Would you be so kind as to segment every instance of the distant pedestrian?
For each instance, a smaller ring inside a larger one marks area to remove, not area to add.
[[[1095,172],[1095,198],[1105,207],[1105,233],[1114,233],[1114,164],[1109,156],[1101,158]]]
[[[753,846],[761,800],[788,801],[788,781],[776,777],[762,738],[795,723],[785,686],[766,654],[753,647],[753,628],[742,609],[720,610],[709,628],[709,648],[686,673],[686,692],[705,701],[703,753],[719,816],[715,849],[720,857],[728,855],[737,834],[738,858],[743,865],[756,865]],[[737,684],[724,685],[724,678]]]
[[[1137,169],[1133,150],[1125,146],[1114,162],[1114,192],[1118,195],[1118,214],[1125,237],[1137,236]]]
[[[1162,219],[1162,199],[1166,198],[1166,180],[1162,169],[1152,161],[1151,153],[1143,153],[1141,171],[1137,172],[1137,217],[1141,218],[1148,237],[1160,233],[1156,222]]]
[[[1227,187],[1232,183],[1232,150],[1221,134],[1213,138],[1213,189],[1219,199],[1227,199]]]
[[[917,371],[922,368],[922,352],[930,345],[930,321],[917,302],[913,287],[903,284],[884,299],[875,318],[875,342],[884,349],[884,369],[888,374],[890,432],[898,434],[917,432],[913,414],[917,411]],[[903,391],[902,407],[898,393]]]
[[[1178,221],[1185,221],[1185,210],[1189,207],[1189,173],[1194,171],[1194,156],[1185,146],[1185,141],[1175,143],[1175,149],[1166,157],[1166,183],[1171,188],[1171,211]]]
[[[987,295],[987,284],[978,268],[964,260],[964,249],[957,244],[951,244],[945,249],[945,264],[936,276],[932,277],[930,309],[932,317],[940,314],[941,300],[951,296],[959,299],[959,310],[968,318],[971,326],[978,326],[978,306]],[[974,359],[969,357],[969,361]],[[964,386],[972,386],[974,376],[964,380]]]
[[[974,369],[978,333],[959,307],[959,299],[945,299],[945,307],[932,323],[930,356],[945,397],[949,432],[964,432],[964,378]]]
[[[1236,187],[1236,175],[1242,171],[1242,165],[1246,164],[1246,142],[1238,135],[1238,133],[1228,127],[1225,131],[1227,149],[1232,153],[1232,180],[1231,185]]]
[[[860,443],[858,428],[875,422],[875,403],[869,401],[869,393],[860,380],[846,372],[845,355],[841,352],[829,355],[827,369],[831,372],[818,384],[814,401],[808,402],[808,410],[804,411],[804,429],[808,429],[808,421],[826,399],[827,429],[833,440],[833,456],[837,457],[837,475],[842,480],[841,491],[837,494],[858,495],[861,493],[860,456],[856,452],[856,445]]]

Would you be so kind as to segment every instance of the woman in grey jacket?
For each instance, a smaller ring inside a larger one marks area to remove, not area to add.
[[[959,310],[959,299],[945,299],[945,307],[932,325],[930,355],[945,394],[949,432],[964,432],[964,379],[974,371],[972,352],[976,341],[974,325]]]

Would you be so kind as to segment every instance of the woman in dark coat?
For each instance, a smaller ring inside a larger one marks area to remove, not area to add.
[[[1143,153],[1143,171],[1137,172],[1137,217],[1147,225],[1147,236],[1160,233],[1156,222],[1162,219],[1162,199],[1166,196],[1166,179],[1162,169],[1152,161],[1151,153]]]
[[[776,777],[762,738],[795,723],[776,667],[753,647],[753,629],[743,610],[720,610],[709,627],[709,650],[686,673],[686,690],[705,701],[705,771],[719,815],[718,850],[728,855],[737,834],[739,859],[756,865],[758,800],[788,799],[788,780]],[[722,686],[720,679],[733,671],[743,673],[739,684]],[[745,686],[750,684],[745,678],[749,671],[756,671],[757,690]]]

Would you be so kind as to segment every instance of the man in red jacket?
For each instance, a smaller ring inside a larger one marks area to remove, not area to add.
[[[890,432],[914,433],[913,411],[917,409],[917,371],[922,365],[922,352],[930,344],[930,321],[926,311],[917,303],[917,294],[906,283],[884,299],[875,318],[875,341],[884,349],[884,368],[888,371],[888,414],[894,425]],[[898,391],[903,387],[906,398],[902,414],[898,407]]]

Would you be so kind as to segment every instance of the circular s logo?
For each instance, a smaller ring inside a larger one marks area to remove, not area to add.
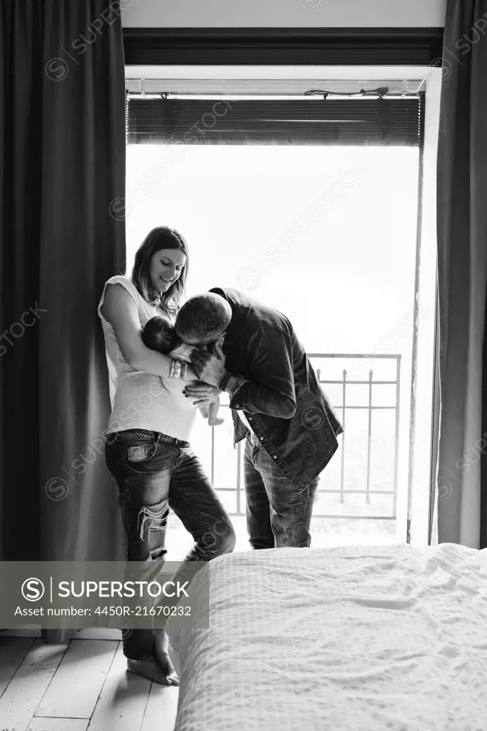
[[[44,596],[45,591],[44,584],[41,580],[37,579],[35,577],[26,579],[20,589],[22,596],[28,602],[38,602]]]

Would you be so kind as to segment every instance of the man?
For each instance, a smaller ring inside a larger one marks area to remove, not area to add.
[[[236,289],[192,297],[175,321],[195,346],[198,376],[230,394],[234,446],[244,452],[247,529],[252,548],[311,545],[318,476],[343,428],[287,317]],[[189,395],[198,386],[188,385]]]

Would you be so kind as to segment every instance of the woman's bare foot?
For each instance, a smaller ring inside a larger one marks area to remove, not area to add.
[[[148,660],[130,660],[127,659],[127,669],[129,673],[141,675],[159,685],[179,685],[179,678],[169,655],[167,655],[167,663],[165,663],[164,666],[162,666],[159,660],[156,660],[154,657]]]
[[[162,673],[170,678],[173,685],[179,685],[179,678],[169,654],[169,637],[164,629],[154,629],[153,632],[154,654]]]

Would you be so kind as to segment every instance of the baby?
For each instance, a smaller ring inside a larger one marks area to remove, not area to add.
[[[164,317],[153,317],[146,322],[142,331],[142,339],[148,348],[157,350],[165,355],[170,355],[181,344],[173,326]],[[189,360],[179,354],[177,355],[177,357],[180,360]],[[219,398],[210,404],[208,407],[200,406],[203,416],[205,419],[208,419],[208,426],[219,426],[220,424],[223,424],[224,420],[218,418],[219,408]]]

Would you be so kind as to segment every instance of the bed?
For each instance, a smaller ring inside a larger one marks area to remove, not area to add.
[[[487,731],[487,549],[276,548],[209,566],[211,629],[168,625],[175,731]]]

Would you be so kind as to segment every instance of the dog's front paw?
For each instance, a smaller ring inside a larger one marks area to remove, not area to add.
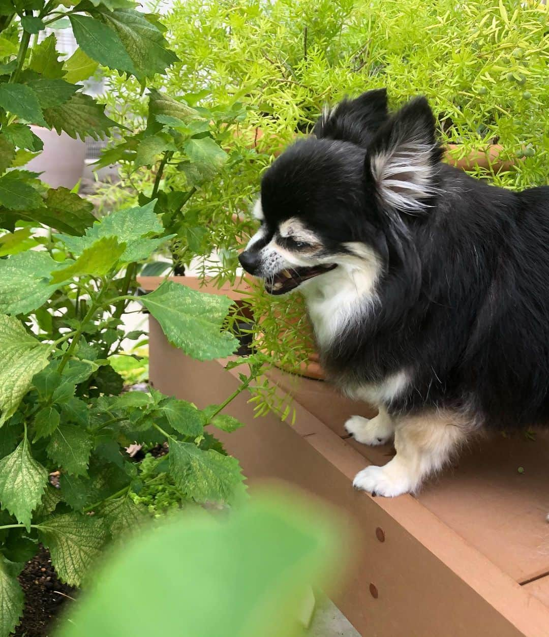
[[[343,426],[357,442],[362,445],[383,445],[393,433],[387,419],[380,415],[371,419],[351,416]]]
[[[366,467],[359,471],[353,480],[353,486],[373,496],[385,497],[394,497],[414,490],[416,481],[402,466],[393,464],[394,460],[383,467]]]

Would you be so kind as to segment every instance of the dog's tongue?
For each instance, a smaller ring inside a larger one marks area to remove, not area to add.
[[[291,272],[282,270],[274,277],[272,282],[265,282],[265,289],[269,294],[284,294],[297,287],[304,281],[324,274],[335,267],[336,264],[326,264],[314,268],[292,268]]]

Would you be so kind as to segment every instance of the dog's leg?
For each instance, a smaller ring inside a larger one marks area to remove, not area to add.
[[[440,469],[471,430],[462,417],[450,412],[399,417],[395,430],[396,455],[382,467],[366,467],[353,485],[391,497],[416,491],[429,474]]]
[[[351,416],[345,427],[357,441],[363,445],[383,445],[395,433],[395,423],[382,405],[374,418]]]

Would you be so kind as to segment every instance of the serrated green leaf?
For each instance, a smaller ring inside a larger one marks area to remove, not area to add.
[[[9,573],[0,556],[0,635],[10,635],[23,614],[24,598],[17,578]]]
[[[32,512],[42,499],[48,472],[31,454],[24,438],[14,452],[0,460],[0,501],[17,521],[31,530]]]
[[[106,215],[86,231],[83,237],[67,237],[60,235],[68,249],[74,254],[81,254],[87,247],[101,237],[117,237],[119,243],[125,243],[126,248],[120,257],[122,263],[131,263],[146,258],[159,246],[173,235],[158,239],[148,238],[147,235],[159,234],[164,231],[158,217],[154,213],[156,200],[145,206],[119,210]]]
[[[41,18],[33,15],[24,15],[21,18],[21,26],[27,33],[39,33],[46,28]]]
[[[141,510],[129,495],[107,500],[101,515],[113,538],[135,531],[143,520]]]
[[[38,96],[25,84],[0,84],[0,106],[27,122],[46,125]]]
[[[55,36],[48,36],[42,42],[32,47],[29,68],[44,77],[61,78],[63,75],[63,64],[57,59]]]
[[[48,225],[69,234],[83,234],[97,220],[93,204],[66,188],[50,188],[45,203],[51,217]]]
[[[15,147],[4,134],[0,134],[0,174],[11,166],[15,157]]]
[[[0,312],[26,314],[43,304],[62,283],[50,273],[62,268],[46,252],[28,250],[0,259]]]
[[[17,173],[12,171],[0,177],[0,204],[10,210],[38,208],[42,203],[40,194]]]
[[[38,241],[31,236],[31,228],[22,228],[0,236],[0,257],[18,254],[38,245]]]
[[[34,417],[34,438],[48,438],[59,426],[59,412],[55,407],[44,407]]]
[[[75,93],[64,104],[46,108],[44,118],[59,134],[64,131],[73,140],[77,136],[82,141],[88,136],[99,140],[113,126],[124,127],[107,117],[104,110],[104,104],[97,104],[89,95]]]
[[[134,73],[135,68],[120,37],[106,24],[87,15],[69,16],[78,46],[100,64]]]
[[[8,55],[17,55],[17,45],[15,42],[3,36],[0,36],[0,58],[7,57]]]
[[[183,150],[204,179],[211,179],[219,172],[228,158],[227,153],[210,137],[188,140]]]
[[[94,382],[102,394],[118,394],[124,389],[124,380],[110,366],[100,367],[94,376]]]
[[[113,403],[111,408],[127,409],[128,407],[145,407],[150,403],[150,396],[145,392],[126,392]]]
[[[234,336],[221,327],[232,301],[226,296],[196,292],[164,281],[139,299],[160,323],[168,340],[199,361],[221,358],[238,347]]]
[[[58,576],[71,586],[80,586],[107,538],[104,522],[81,513],[55,515],[40,523],[43,543],[50,550]]]
[[[244,479],[236,458],[192,443],[170,440],[169,458],[176,485],[198,503],[231,503]]]
[[[32,80],[27,85],[34,91],[42,108],[51,108],[64,104],[80,88],[64,80],[50,78]]]
[[[158,155],[166,150],[177,150],[172,141],[166,141],[157,135],[150,135],[139,142],[135,157],[135,167],[151,166]]]
[[[104,11],[101,17],[118,34],[138,78],[152,78],[155,73],[163,73],[178,61],[177,55],[166,48],[168,43],[162,32],[134,10]]]
[[[157,120],[159,115],[168,115],[176,117],[183,122],[193,119],[203,119],[198,112],[183,102],[171,97],[166,93],[150,89],[148,101],[148,118],[147,128],[159,131],[162,125]]]
[[[64,63],[65,80],[71,84],[90,78],[97,70],[99,63],[86,55],[80,48]]]
[[[244,423],[241,422],[236,418],[227,415],[226,413],[220,413],[214,416],[210,420],[210,424],[215,425],[218,429],[224,431],[236,431],[244,426]]]
[[[75,511],[82,511],[89,500],[90,480],[63,473],[59,478],[59,491],[64,502]]]
[[[61,494],[59,493],[59,489],[56,489],[48,482],[46,485],[44,495],[42,496],[40,504],[38,505],[34,511],[34,517],[41,518],[46,515],[49,515],[50,513],[55,510],[57,505],[61,501],[62,498]]]
[[[40,138],[35,135],[30,127],[25,124],[10,124],[2,129],[2,134],[18,148],[26,148],[36,152],[44,147]]]
[[[50,351],[17,318],[0,314],[0,427],[15,412],[34,374],[48,364]]]
[[[17,446],[22,429],[20,426],[12,425],[8,421],[0,427],[0,458],[8,455]]]
[[[82,427],[87,427],[90,422],[88,405],[80,398],[71,397],[61,404],[61,415],[66,422],[74,422]]]
[[[91,275],[103,276],[118,263],[125,246],[120,245],[115,237],[98,239],[87,248],[75,262],[67,268],[52,272],[52,282],[61,283],[67,279]]]
[[[204,431],[202,412],[185,400],[168,398],[159,406],[158,412],[168,418],[168,422],[180,434],[197,438]]]
[[[46,452],[71,475],[85,475],[93,442],[84,429],[75,425],[60,425],[53,432]]]

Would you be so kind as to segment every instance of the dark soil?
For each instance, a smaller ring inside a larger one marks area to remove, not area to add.
[[[59,582],[50,552],[41,545],[25,565],[18,580],[25,593],[25,608],[21,623],[13,634],[18,637],[51,634],[55,617],[62,606],[70,603],[69,598],[75,596],[75,589]]]

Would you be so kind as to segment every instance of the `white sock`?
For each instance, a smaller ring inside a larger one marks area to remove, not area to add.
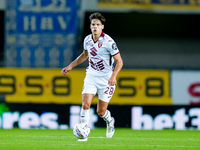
• • • • • • •
Count the lines in the data that contain the string "woman", treating case as significant. Give only the number.

3